[Reading passage — start]
Looking for animal eDNA in the air

What if you could see which animals had been in an area just by testing the air?
10 August 2021

Interview with 

Beth Clare, York University in Toronto


Naked mole rat


Phil Sansom and Sally Le Page have been speaking with Beth Clare, who is looking to push the field in a whole new direction by looking for eDNA in the air...

Beth - Well, I was writing a report for the government on how we should look at environmental sampling into the future. And I was writing about all the sources of DNA, and I was summarising papers like Eske’s, and thought we should look in water, and we should look in soil, and we should look in leaf litter, and in rain, and in snow, and I said “and in the air!”. And like a good scientist, I went to find the papers to back up all these statements. And I got to the point where I couldn't find one for air, except for some science fair students. And I tried really hard to get in touch with them and I couldn't. And so I said, we should look in the air. And then I thought, well, okay, I'll look in the air.

Sally - How do you go about looking for DNA in the air?

Beth - We've done it a few different ways, but the one we actually published, you know it's the middle of a national lockdown. You can't go anywhere. You can't really do much experimenting, but we had to go into our naked mole rat room to take care of the animals, and they'd been there in their colonies

Sally - In the lab, or just in your house, you have a naked mole rat room?
[Reading passage — finish]
[Data excerpts — start]
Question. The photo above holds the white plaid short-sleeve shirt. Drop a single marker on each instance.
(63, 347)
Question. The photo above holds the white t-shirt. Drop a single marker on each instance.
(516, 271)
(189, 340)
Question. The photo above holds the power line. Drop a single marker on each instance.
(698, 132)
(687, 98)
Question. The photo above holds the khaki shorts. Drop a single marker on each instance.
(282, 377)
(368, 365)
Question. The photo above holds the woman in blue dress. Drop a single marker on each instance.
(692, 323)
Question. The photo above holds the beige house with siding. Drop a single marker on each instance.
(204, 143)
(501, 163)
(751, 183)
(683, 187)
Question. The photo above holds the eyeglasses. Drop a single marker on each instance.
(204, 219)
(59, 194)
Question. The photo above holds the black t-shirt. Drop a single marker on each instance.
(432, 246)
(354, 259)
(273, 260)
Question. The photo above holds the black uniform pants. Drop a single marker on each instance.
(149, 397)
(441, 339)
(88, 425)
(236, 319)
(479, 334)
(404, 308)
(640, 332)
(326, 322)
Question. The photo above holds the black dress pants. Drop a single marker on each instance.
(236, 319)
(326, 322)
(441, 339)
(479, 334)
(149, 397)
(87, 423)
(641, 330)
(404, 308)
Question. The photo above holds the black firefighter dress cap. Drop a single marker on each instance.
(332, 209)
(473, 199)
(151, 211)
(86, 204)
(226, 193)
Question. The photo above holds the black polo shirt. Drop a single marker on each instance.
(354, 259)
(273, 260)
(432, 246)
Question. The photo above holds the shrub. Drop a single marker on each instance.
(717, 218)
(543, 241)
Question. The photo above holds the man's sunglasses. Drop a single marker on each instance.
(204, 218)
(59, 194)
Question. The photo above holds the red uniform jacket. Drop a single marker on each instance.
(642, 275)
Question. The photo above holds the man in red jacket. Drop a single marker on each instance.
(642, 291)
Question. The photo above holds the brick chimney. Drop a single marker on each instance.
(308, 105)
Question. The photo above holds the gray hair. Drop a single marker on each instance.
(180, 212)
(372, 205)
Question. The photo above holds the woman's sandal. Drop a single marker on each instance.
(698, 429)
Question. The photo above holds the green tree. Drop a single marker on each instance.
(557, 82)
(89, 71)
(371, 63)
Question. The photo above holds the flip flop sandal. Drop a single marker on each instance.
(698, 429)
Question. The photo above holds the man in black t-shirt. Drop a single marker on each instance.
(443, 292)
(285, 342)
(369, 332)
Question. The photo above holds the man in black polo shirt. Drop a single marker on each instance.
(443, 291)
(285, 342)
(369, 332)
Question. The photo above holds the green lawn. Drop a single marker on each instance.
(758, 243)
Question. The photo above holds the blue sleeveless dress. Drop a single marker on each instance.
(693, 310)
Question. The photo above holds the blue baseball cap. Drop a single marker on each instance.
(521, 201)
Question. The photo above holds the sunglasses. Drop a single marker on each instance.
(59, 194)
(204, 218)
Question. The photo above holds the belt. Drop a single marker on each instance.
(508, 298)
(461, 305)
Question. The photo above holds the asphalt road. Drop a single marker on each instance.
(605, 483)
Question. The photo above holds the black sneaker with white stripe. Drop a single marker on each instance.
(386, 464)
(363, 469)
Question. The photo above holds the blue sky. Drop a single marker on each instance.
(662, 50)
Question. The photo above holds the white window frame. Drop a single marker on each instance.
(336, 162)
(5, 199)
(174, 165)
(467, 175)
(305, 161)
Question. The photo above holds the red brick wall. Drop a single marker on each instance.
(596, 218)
[Data excerpts — finish]
[Data excerpts — start]
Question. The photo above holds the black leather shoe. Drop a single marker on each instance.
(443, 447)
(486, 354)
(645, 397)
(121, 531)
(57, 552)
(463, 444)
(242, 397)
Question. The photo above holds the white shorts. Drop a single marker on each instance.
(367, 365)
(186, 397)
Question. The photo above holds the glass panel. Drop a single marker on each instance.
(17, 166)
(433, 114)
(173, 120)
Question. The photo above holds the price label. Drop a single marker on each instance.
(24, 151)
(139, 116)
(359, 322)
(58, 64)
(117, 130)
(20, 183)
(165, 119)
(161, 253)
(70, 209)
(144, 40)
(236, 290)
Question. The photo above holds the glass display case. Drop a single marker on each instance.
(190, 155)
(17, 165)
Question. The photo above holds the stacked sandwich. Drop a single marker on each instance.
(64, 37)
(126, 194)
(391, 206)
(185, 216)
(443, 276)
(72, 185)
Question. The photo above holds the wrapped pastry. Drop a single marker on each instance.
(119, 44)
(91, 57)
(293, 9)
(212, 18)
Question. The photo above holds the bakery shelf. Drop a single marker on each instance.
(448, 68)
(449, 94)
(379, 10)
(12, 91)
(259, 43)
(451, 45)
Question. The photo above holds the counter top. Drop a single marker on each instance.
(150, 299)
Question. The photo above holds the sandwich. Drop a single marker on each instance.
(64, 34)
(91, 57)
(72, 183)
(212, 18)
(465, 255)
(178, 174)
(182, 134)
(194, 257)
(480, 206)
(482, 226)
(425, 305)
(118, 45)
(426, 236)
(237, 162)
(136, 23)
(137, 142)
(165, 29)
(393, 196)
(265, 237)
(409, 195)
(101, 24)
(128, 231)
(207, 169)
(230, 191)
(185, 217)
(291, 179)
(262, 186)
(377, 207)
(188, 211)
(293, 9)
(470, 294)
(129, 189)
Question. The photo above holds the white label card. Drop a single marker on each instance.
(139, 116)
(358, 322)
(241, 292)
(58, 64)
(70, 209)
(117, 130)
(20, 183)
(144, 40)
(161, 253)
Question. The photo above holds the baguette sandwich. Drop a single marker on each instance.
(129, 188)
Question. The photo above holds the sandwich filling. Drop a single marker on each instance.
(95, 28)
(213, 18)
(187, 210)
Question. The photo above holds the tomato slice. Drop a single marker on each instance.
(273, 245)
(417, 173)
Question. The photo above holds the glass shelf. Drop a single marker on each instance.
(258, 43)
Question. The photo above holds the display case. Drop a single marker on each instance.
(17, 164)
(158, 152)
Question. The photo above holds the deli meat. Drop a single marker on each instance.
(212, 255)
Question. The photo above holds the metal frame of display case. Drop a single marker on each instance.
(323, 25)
[Data excerpts — finish]
> _Actions to take_:
1 – Could you condense the paragraph in the airborne eDNA interview that begins "Well, I was writing a report" into a short list that keeps its main facts?
2 – Can you write the next part of the airborne eDNA interview, picking up after its last line?

> _Written answers_:
1 –
- While writing a government report on the future of environmental sampling, Beth listed sources of DNA to check: water, soil, leaf litter, rain, snow, and air.
- Beth looked for papers to support each claim but found none for air except work by some science fair students, who couldn't be reached.
- So Beth decided to look in the air personally.

2 –
Beth - No. In the lab, in the university lab. So, we've got the animal care facility and we've got these naked mole rats. They live in a colony. They're really confined. They've been there for many generations. They live in these burrow systems and we thought, okay, if we can get DNA out of the air, that will be the place you can get at first because they have been there for a long time and the DNA is building up in the environment. And a lot of people said, well, that's not going to work because it's too diluted in an air volume. And we sucked air through filters for periods of time from inside the naked mole rat colonies, and then out in the room where those colonies existed, but they weren't actually open. And to our real surprise, it worked on the first try. So, the first filter we sucked air through produced naked mole rat DNA. It also produced human DNA. It produced dog DNA.

Sally - I'm guessing you don't have dogs in your lab?

Beth - No, but one of the animal facility caretakers looks after his mother's dog. And so he was tracking, we think, his mum's dog's DNA into the room with the naked mole rats, and we were sampling it in these forensically trace amounts.

Sally - That is incredible.

Phil - So, it's almost frightening, Beth, how much you can find just from the air, the amount of information you can glean!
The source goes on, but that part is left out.